= REQUIRED TASK A =
In the passage on election, the word translated "it has been granted" shares a Greek root with which word?

= SOURCE =

God’s election is “not because of our works but because of His own purpose and grace, which He gave us in Christ Jesus before the ages began” (2 Timothy 1:9). Paul makes this point emphatically in his argument in Romans 9:11 about God’s choice of Jacob over Esau that, “though they were not yet born and had done nothing either good or bad—in order that God’s purpose of election might continue, not because of works but because of him who calls.” Thus, it is clear that God’s election is a gracious choice not based on works whether actual or foreseen. The conclusion that Paul draws in verse 16 is, “So then it depends not on human will or exertion, but on God, who has mercy.”

3. Faith and good works are a result of God’s election

Saying that faith, whether actual or foreseen, is the basis of our election is getting things backward. The Bible shows us exactly the opposite – that we believe because we were predestined/elected/chosen.

In Acts 13:48, through Paul’s preaching to the Gentiles, it was “as many as were appointed to eternal life” who believed. In his letters to the church in Thessalonica, Paul tells them that they know their election (1 Thess. 1:4) because, “our gospel did not come to you in word only, but also in power, and in the Holy Spirit and in much assurance”(v.5a) and that God did not appoint them to wrath but rather salvation through Jesus (5:9). The fact that the Gospel was effectual to salvation in the church in Thessalonica showed Paul that God had chosen them. In his second letter to the Thessalonians, he describes them as “brethren beloved by the Lord, because God from the beginning chose you for salvation through sanctification by the Spirit and belief in the truth”(2 Thess. 2:13b).

Paul states clearly that we who have trusted in Christ are “to the praise of His glory” (Ephesians 1:12). Later in 2:10 he says that, “we are His workmanship, created in Christ Jesus for good works, which God prepared beforehand that we should walk in them.” Our good works are a result of God’s election. Paul goes even so far as to say that, “For to you it has been granted on behalf of Christ, not only to believe in Him, but also to suffer for His sake” (Philippians 1:29). The word translated “it has been granted” comes from the same Greek root as grace – literally, it has been graced to us to both believe in Christ and suffer for his sake.

Some object that this view of election would make us lazy and passive since God has predetermined everything. However, that’s not how Paul argues. Later in Philippians 2:12-13 he says,

“Therefore, my beloved, as you have always obeyed, so now, not only as in my presence but much more in my absence, work out your own salvation with fear and trembling, for it is God who works in you, both to will and to work for his good pleasure.”

= REQUIRED TASK B =
Count the lines of the records that contain the string "headband". Reply with the number alone.

Point placement records:
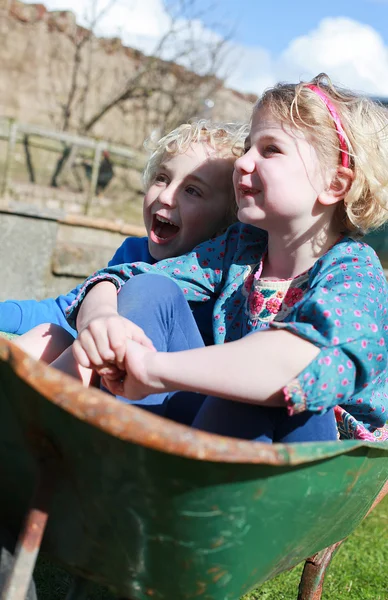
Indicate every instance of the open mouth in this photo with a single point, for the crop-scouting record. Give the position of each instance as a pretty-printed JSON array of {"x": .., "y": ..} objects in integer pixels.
[{"x": 163, "y": 230}]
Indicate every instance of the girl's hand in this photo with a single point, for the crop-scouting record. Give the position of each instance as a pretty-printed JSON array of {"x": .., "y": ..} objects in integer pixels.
[
  {"x": 101, "y": 345},
  {"x": 135, "y": 381}
]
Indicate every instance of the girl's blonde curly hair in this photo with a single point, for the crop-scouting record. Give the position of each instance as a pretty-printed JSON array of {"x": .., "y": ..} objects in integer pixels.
[{"x": 365, "y": 126}]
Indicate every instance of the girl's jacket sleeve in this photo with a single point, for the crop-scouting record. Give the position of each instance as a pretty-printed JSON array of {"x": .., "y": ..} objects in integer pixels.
[
  {"x": 344, "y": 313},
  {"x": 201, "y": 274},
  {"x": 19, "y": 316}
]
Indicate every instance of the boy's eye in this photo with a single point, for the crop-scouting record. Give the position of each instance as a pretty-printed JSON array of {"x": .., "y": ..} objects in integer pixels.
[
  {"x": 161, "y": 178},
  {"x": 193, "y": 191}
]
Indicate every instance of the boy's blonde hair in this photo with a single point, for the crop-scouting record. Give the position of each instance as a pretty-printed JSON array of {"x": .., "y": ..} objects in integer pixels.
[
  {"x": 226, "y": 138},
  {"x": 365, "y": 126}
]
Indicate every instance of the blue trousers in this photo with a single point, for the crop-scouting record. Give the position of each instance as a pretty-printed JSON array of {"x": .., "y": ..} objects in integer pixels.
[{"x": 158, "y": 306}]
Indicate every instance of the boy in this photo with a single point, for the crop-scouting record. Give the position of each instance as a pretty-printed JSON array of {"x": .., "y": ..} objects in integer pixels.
[{"x": 189, "y": 198}]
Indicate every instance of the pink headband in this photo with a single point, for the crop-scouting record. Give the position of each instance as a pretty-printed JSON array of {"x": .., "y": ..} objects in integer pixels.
[{"x": 337, "y": 123}]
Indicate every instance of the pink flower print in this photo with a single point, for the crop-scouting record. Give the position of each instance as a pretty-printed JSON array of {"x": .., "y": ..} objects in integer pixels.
[
  {"x": 256, "y": 301},
  {"x": 248, "y": 282},
  {"x": 273, "y": 305},
  {"x": 293, "y": 296}
]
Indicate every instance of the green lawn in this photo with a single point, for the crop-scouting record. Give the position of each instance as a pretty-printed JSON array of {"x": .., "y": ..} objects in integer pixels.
[{"x": 358, "y": 572}]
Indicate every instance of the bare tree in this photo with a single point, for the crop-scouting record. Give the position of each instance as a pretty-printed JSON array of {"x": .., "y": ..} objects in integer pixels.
[{"x": 163, "y": 88}]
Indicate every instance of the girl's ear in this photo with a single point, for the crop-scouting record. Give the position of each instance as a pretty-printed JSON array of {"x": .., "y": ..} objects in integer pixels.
[{"x": 338, "y": 187}]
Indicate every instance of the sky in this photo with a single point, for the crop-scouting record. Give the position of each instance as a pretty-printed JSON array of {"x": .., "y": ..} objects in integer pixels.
[{"x": 268, "y": 41}]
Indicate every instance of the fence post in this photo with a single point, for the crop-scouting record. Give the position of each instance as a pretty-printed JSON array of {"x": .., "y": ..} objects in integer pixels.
[
  {"x": 95, "y": 169},
  {"x": 13, "y": 128}
]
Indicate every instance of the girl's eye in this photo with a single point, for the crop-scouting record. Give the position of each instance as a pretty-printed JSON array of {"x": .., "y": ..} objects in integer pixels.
[
  {"x": 161, "y": 178},
  {"x": 270, "y": 150},
  {"x": 193, "y": 191}
]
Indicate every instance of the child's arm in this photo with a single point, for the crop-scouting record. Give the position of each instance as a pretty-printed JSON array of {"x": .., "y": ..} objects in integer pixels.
[
  {"x": 102, "y": 331},
  {"x": 254, "y": 369},
  {"x": 20, "y": 316}
]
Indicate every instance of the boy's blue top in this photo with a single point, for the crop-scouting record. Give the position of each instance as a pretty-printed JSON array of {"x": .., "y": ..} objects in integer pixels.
[
  {"x": 342, "y": 310},
  {"x": 21, "y": 316}
]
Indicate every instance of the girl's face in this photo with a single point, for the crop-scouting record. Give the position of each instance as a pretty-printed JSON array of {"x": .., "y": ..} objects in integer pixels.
[
  {"x": 188, "y": 201},
  {"x": 279, "y": 179}
]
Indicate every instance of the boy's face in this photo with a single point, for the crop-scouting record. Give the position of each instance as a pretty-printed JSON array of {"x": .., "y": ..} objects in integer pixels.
[{"x": 188, "y": 201}]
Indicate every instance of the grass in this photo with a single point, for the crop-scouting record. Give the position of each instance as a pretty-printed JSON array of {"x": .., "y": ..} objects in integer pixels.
[{"x": 358, "y": 571}]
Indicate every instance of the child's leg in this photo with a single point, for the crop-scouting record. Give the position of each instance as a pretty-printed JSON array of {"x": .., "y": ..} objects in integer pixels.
[
  {"x": 159, "y": 307},
  {"x": 45, "y": 342},
  {"x": 263, "y": 424}
]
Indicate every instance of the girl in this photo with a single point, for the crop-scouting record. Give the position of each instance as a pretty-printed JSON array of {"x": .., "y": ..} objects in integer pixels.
[{"x": 291, "y": 275}]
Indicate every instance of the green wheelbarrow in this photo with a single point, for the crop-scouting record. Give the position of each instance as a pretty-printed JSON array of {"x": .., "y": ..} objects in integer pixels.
[{"x": 153, "y": 509}]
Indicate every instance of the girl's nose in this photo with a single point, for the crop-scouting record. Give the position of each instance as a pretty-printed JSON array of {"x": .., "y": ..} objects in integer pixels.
[{"x": 245, "y": 164}]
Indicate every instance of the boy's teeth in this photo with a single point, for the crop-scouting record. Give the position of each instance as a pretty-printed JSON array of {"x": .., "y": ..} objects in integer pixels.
[{"x": 163, "y": 220}]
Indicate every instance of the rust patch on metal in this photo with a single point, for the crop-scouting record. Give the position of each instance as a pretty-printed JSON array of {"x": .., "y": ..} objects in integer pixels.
[{"x": 135, "y": 425}]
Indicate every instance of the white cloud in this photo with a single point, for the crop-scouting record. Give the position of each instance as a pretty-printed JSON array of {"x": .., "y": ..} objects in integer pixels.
[{"x": 350, "y": 52}]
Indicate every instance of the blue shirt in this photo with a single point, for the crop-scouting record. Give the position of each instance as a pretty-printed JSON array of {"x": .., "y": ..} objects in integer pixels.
[
  {"x": 343, "y": 311},
  {"x": 19, "y": 316}
]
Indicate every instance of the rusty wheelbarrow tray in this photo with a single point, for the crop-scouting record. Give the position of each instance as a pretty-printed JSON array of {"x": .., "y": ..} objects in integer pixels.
[{"x": 150, "y": 508}]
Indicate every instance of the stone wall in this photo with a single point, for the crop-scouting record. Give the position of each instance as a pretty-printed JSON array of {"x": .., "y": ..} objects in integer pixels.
[{"x": 44, "y": 255}]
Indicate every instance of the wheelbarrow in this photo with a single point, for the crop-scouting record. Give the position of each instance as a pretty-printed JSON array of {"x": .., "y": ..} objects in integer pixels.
[{"x": 150, "y": 508}]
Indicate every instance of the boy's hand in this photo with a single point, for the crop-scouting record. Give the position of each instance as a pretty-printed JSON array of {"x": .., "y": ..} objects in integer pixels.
[
  {"x": 101, "y": 344},
  {"x": 135, "y": 380}
]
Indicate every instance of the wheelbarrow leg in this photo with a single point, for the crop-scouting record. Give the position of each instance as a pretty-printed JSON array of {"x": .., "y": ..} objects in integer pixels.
[
  {"x": 78, "y": 589},
  {"x": 19, "y": 578},
  {"x": 311, "y": 583}
]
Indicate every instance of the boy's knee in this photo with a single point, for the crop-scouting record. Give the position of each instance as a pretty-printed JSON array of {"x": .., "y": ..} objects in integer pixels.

= CORRECT RESULT A =
It shares its root with the word for grace.

= CORRECT RESULT B =
1